## Stated exercise
Output nothing but the lines from the line with "of the street" through the end of the listing below, both ends included.

**** Material to process ****

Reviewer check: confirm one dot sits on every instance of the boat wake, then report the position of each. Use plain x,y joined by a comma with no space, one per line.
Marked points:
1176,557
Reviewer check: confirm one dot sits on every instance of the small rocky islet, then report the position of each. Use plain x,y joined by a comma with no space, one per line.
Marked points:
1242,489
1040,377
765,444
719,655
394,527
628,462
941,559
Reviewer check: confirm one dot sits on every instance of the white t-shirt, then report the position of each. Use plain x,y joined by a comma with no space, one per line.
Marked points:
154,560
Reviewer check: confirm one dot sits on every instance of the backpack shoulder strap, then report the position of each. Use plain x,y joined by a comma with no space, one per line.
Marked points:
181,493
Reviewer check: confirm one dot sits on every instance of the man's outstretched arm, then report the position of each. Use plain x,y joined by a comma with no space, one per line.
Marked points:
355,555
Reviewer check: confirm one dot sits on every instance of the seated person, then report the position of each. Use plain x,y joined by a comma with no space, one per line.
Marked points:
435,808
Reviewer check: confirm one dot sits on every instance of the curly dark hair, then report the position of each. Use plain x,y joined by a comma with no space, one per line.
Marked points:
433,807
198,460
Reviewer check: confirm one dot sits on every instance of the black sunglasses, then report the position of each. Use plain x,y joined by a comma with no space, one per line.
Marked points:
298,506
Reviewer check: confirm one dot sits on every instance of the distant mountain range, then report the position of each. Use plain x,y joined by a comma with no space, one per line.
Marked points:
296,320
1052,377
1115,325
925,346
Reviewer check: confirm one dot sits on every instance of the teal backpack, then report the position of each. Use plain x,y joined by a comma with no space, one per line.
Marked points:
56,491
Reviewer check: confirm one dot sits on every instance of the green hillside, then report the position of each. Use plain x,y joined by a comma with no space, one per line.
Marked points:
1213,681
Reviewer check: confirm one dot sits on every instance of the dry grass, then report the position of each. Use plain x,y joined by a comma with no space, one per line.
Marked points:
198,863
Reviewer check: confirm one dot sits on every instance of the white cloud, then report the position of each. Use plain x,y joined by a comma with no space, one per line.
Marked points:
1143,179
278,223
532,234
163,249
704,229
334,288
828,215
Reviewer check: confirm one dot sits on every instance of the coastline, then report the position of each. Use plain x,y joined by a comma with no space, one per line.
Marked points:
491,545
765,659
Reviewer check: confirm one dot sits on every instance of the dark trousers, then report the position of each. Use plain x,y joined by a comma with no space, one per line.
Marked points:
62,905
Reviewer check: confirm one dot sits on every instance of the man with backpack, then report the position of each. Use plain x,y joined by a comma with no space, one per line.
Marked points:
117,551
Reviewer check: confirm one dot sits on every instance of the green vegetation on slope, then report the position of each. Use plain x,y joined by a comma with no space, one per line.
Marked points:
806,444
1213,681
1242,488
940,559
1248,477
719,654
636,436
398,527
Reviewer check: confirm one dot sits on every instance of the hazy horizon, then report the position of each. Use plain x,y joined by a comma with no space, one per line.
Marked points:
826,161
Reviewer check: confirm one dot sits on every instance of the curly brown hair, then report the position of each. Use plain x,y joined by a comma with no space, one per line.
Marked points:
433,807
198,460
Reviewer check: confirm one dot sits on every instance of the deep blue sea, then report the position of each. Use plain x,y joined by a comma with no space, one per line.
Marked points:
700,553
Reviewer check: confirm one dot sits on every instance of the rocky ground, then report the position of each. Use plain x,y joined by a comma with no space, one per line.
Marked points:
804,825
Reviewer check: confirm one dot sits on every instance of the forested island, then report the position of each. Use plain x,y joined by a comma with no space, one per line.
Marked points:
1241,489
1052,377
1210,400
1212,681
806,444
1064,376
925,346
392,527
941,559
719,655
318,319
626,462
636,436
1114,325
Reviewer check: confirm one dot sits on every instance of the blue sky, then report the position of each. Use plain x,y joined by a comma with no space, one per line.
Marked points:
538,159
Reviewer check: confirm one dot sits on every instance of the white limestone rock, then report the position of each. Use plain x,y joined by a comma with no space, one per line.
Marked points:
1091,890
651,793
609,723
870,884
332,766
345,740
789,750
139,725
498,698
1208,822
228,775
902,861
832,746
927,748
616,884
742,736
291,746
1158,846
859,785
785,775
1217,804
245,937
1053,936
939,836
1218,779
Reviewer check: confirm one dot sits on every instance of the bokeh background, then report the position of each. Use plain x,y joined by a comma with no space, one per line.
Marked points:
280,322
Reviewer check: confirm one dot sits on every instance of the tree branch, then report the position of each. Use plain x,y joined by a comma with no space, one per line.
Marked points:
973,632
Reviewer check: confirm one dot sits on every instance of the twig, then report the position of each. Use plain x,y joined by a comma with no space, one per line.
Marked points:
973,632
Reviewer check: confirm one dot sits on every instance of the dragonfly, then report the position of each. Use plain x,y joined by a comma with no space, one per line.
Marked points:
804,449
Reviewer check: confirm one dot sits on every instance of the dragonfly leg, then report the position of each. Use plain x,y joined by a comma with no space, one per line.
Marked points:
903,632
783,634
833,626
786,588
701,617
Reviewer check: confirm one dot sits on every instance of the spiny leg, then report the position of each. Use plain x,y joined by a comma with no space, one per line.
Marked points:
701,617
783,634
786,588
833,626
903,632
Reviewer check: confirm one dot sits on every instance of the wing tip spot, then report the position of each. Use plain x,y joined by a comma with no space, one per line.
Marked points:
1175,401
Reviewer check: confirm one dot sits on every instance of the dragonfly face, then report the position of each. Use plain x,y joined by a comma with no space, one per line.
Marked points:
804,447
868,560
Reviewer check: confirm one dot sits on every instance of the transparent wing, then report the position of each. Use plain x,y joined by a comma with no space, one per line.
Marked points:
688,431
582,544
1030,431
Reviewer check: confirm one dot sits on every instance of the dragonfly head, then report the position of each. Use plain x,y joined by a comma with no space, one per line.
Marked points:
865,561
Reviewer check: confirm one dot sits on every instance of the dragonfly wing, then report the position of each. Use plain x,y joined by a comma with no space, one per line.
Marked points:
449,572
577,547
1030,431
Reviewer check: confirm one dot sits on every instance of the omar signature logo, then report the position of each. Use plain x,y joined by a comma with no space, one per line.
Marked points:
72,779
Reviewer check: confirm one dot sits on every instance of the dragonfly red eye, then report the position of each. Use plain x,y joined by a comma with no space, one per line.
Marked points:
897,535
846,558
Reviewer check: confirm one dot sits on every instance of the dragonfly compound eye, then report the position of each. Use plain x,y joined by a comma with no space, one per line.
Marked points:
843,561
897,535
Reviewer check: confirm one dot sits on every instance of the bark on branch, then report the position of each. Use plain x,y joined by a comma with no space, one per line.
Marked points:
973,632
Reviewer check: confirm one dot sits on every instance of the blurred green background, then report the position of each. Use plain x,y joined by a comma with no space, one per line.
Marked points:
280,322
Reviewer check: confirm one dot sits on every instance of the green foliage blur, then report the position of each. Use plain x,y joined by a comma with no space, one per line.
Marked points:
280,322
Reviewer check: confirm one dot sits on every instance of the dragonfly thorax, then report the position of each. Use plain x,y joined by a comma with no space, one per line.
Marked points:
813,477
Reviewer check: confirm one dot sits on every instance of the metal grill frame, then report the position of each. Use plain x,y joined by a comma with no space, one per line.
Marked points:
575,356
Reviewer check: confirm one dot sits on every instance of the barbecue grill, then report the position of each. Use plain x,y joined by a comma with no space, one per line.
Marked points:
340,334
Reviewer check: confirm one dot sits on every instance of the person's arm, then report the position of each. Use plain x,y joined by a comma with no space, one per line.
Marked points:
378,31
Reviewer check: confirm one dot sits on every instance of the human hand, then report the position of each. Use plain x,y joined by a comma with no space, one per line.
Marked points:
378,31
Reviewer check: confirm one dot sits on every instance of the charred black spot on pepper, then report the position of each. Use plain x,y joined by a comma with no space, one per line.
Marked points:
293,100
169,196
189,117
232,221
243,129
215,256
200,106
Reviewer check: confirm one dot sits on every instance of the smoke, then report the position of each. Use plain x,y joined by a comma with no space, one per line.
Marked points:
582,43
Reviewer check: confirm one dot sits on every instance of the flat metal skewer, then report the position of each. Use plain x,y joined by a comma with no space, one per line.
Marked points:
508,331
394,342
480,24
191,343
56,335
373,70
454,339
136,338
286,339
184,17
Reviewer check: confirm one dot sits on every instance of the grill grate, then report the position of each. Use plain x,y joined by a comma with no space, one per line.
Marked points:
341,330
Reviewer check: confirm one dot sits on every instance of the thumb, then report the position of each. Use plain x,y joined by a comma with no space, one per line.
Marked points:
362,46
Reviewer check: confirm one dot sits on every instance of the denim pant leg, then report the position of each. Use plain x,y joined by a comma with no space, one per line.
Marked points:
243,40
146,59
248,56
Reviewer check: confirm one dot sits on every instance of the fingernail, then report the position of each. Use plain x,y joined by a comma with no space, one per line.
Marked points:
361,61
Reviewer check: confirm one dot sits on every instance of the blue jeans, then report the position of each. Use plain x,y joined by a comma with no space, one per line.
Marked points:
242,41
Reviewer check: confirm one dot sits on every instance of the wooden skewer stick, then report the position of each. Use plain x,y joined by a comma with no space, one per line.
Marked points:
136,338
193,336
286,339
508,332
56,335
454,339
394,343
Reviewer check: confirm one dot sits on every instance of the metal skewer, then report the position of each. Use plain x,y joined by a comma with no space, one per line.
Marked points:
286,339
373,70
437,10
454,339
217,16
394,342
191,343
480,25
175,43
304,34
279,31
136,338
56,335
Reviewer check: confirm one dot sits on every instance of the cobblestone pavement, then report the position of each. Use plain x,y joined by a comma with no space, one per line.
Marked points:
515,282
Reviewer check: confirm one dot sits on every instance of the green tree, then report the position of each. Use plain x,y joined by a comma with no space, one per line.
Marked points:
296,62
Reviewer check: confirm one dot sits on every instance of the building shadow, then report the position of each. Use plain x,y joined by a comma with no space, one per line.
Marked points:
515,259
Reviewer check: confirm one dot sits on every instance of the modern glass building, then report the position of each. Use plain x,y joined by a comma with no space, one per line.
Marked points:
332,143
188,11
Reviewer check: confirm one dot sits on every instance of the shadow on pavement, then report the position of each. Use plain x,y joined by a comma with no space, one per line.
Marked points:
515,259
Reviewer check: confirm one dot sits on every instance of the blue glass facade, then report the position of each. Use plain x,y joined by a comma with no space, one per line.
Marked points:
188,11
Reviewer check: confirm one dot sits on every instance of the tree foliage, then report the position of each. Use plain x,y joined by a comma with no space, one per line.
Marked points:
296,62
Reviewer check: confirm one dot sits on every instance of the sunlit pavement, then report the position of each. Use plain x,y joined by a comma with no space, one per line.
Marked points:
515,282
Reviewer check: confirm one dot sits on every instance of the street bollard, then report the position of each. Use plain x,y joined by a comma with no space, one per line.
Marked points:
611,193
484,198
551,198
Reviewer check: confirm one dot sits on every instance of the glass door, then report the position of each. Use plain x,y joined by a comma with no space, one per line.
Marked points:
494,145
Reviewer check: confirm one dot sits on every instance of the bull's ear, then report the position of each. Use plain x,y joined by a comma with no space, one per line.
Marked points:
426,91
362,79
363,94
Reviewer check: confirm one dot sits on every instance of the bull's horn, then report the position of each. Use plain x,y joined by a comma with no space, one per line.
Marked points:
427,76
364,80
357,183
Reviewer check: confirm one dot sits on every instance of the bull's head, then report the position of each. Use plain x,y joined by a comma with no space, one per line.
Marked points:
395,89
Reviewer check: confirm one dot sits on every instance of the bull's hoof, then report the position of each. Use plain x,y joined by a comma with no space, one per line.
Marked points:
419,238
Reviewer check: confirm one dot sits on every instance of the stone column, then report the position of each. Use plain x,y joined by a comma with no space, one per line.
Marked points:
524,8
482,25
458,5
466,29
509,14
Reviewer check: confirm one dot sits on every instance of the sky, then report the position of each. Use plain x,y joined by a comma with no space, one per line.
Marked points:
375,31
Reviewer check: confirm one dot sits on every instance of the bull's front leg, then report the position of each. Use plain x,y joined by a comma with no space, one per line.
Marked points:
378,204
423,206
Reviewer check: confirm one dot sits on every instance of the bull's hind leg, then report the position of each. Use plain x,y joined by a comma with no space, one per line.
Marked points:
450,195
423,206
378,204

****

## The answer
Reviewer check: confirm one dot sits on every instance of the street bollard, then report the position of each. Use plain x,y joined by a comma with no space, one per line.
Marked points:
611,193
484,198
551,198
Reviewer check: confirm one dot sits on every instance of the glass door, then report the position of each. Use plain x,y joined by a comma with no space, one per line.
Marked points:
494,145
Reviewer check: confirm one dot sits on every instance of the bull's ear, then report the position of each. Use plain x,y joined by a comma with no space, one per line.
Marked points:
426,91
362,79
363,94
Reviewer check: confirm one dot sits on every instance of the bull's horn, then report the position of each. Use plain x,y joined by a comma with no space, one per line.
Marked points:
427,76
364,80
357,183
Reviewer check: confirm one dot sits on every instance of the bull's head, then report the position of each. Use plain x,y joined by a comma with no space, one per line.
Marked points:
395,89
Reviewer check: confirm one dot sits on every instance of the bull's hoof, then report the position of each. Use plain x,y joined by a comma with no space, one per line.
Marked points:
419,238
Reviewer check: confirm one dot sits on every instance of the stone column, then report the position of each. Use plain x,y joined by a comma with no space, one per line.
Marked points:
524,8
482,25
458,5
466,29
509,14
Reviewer check: confirm one dot sits on every instance of the sky, then report the position of each. Use plain x,y joined by a comma with no space, one per line.
Marked points:
375,31
Reviewer check: confirm one dot sits on every instance of the bull's front leg, then report the position of each. Use plain x,y joined by a comma with no space, one per line.
Marked points:
378,204
423,206
Reviewer check: confirm one dot sits on every instance of the bull's hind leg, then report the position of each. Use plain x,y joined by a comma with no space, one per line.
Marked points:
450,195
423,206
378,204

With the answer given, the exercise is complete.